__Document excerpt__
----------------------------------------
Unvalidated External Connections

  • src/core/providers/aniworld_provider.py line 60
    • HTTP retry configuration but no SSL verification flag check
  • src/core/providers/enhanced_provider.py line 115
    • HTTP error codes 500-524 auto-retry without logging suspicious activity

Missing SSL/TLS Configuration

  • Verify SSL certificate validation enabled
  • Check for verify=False in requests calls (should be True)

Database Security

No SQL Injection Protection

  • Check src/server/database/service.py for parameterized queries
    • Should use SQLAlchemy properly (appears to be OK)
  • String interpolation in queries should not exist

No Database Access Control

  • Single database user for all operations
  • No row-level security
  • No audit logging of data changes

7 Performance Validated

Algorithmic Efficiency Issues

File Scanning Performance

  • src/core/SerieScanner.py line 105+
    • __find_mp4_files() - potential O(n²) complexity
    • Recursive directory traversal not profiled
    • No caching or incremental scanning
    • Large directories (>10K files) might cause timeout

Download Queue Processing

  • src/server/services/download_service.py line 240
    • self._pending_queue.remove(item) - O(n) operation in deque
    • Should use dict for O(1) lookup before removal
    • Line 85-86: deque maxlen limits might cause data loss

Provider Search Performance

  • src/core/providers/enhanced_provider.py line 220
    • Multiple parsing strategies tried sequentially
    • Should fail fast on obvious errors instead of trying all 3
    • No performance metrics logged

String Operations

  • src/cli/Main.py line 118
    • Nested sum() with comprehensions - O(n*m) complexity
    • total_episodes = sum(sum(len(ep) for ep in serie.episodeDict.values()) for serie in series)
----------------------------------------
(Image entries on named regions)
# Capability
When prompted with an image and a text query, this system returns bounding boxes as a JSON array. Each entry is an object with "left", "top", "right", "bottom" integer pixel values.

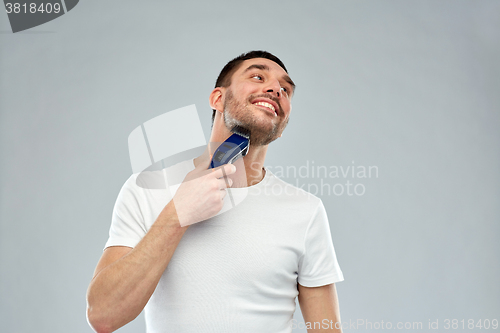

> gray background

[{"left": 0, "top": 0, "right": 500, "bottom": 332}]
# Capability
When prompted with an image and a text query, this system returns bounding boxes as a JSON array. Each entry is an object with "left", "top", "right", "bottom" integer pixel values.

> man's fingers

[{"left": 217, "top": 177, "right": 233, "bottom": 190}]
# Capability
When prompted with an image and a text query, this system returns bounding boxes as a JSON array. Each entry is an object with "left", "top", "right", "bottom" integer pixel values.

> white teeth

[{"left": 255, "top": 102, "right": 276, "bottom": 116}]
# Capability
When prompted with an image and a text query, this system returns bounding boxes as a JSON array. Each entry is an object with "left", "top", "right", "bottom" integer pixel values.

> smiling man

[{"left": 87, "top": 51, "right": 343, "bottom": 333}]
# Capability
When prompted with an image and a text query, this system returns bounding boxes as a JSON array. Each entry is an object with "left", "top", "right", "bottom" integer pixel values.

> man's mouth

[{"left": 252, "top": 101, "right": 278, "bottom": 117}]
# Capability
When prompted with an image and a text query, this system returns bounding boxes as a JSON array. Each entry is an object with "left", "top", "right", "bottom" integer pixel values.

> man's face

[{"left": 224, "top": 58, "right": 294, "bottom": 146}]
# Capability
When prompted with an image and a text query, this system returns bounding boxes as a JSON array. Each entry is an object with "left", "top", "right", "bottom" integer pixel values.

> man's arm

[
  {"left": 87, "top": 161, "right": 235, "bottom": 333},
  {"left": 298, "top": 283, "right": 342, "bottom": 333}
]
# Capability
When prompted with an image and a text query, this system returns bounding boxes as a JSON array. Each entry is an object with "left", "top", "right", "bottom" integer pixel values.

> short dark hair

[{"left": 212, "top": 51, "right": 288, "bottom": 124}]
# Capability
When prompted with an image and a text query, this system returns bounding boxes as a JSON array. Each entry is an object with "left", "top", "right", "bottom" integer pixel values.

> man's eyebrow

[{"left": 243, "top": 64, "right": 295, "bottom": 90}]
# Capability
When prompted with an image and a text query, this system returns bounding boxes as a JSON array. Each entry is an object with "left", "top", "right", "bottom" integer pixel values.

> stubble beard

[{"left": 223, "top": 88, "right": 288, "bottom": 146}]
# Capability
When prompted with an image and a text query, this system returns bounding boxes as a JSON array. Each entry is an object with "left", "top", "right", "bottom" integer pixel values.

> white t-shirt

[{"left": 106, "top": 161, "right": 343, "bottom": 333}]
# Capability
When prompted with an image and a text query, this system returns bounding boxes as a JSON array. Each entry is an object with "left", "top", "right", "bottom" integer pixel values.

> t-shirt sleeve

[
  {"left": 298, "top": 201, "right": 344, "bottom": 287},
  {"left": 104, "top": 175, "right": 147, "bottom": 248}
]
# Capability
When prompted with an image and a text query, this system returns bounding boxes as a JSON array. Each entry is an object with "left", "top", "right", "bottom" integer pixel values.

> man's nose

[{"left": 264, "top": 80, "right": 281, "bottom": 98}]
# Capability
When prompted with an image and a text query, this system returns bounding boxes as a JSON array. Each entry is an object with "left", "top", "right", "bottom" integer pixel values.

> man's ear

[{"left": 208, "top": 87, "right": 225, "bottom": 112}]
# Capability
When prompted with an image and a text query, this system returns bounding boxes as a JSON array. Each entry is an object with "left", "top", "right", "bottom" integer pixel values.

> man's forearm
----------------------------------------
__What this task involves__
List each distinct source file path named in the security and performance review, giving each path once.

__The answer__
- src/core/providers/aniworld_provider.py
- src/core/providers/enhanced_provider.py
- src/server/database/service.py
- src/core/SerieScanner.py
- src/server/services/download_service.py
- src/cli/Main.py